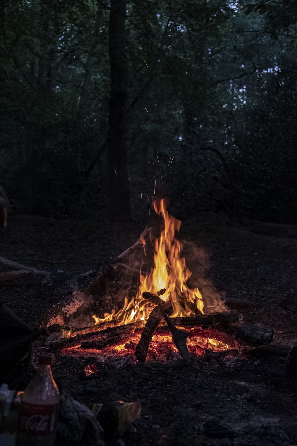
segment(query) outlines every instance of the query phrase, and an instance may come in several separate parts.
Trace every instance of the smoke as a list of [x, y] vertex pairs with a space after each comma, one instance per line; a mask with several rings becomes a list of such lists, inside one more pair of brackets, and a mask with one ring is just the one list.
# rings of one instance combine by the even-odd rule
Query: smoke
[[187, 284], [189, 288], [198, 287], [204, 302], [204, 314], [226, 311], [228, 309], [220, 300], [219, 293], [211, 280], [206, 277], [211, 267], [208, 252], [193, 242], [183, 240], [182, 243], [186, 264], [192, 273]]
...
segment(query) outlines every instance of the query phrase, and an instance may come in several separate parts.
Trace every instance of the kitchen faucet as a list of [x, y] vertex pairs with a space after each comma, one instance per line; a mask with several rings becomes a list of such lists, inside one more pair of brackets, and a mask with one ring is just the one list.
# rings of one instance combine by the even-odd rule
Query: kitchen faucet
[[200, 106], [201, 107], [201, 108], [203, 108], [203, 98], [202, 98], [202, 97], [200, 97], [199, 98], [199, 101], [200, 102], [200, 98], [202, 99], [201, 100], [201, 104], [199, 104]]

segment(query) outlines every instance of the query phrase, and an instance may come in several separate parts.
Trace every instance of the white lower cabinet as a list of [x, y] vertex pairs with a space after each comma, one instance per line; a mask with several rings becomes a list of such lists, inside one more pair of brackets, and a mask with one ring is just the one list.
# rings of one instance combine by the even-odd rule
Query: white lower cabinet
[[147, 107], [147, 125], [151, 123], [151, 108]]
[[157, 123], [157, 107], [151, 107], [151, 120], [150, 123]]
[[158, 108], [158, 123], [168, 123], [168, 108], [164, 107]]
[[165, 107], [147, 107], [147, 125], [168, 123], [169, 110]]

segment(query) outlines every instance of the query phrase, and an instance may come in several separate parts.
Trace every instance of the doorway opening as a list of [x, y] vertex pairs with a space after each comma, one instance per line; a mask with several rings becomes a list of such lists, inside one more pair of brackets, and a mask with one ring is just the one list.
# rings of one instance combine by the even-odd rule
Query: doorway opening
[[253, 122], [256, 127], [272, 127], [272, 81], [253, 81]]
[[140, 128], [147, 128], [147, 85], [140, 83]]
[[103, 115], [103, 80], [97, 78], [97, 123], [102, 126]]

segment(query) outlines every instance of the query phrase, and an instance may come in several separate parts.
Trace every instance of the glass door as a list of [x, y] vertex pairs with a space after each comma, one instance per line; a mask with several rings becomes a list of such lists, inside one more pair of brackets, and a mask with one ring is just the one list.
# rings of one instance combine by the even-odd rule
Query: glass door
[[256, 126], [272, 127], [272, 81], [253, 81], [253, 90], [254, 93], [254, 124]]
---
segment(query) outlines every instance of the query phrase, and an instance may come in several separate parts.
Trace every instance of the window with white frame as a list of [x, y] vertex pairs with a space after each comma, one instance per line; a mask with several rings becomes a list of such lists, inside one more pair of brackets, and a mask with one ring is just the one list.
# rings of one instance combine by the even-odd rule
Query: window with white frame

=== What is asked ===
Pick out every line above that contains the word "opening" and copy each one unchanged.

=== Solution for this exercise ===
Trace every instance of the doorway opening as a list of [x, y] vertex pairs with a space after each comma, one instance per line; a mask with several rings becomes a list of such lists, inside one more pair of brackets, and a mask with one ring is just the one list.
Query: doorway opening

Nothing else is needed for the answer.